[WORK TO BE COMPLETED] Pictures stay out. All the rest of the records must be repeated exactly.

[LISTED RECORDS]
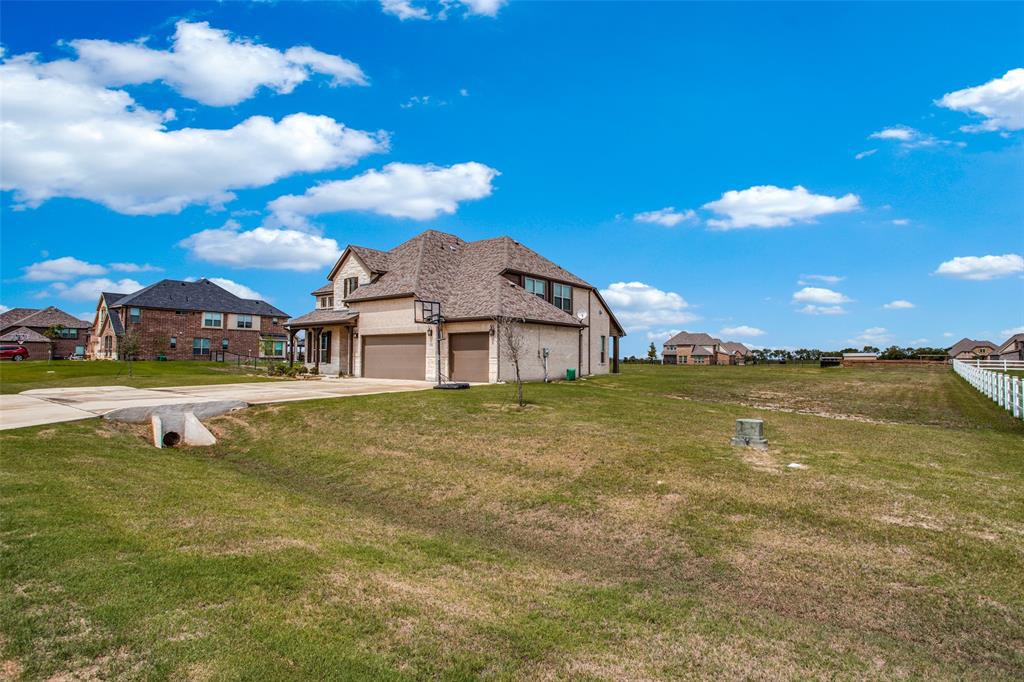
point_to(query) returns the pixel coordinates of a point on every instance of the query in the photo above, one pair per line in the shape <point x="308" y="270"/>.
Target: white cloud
<point x="404" y="9"/>
<point x="204" y="64"/>
<point x="769" y="206"/>
<point x="901" y="133"/>
<point x="982" y="267"/>
<point x="89" y="290"/>
<point x="819" y="295"/>
<point x="263" y="248"/>
<point x="827" y="279"/>
<point x="640" y="306"/>
<point x="66" y="138"/>
<point x="399" y="190"/>
<point x="134" y="267"/>
<point x="910" y="138"/>
<point x="239" y="290"/>
<point x="483" y="7"/>
<point x="875" y="336"/>
<point x="741" y="330"/>
<point x="811" y="309"/>
<point x="669" y="216"/>
<point x="660" y="336"/>
<point x="60" y="269"/>
<point x="1000" y="101"/>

[EXPECTED ANSWER]
point_to(query) returns the pixel coordinates of a point on every instance of the query in the photo above, one pair per line in the shape <point x="308" y="270"/>.
Target: white cloud
<point x="404" y="9"/>
<point x="204" y="64"/>
<point x="769" y="206"/>
<point x="901" y="133"/>
<point x="982" y="267"/>
<point x="89" y="290"/>
<point x="819" y="295"/>
<point x="263" y="248"/>
<point x="827" y="279"/>
<point x="640" y="306"/>
<point x="66" y="138"/>
<point x="399" y="190"/>
<point x="134" y="267"/>
<point x="910" y="138"/>
<point x="239" y="290"/>
<point x="483" y="7"/>
<point x="875" y="336"/>
<point x="741" y="330"/>
<point x="811" y="309"/>
<point x="669" y="216"/>
<point x="660" y="336"/>
<point x="60" y="269"/>
<point x="1000" y="101"/>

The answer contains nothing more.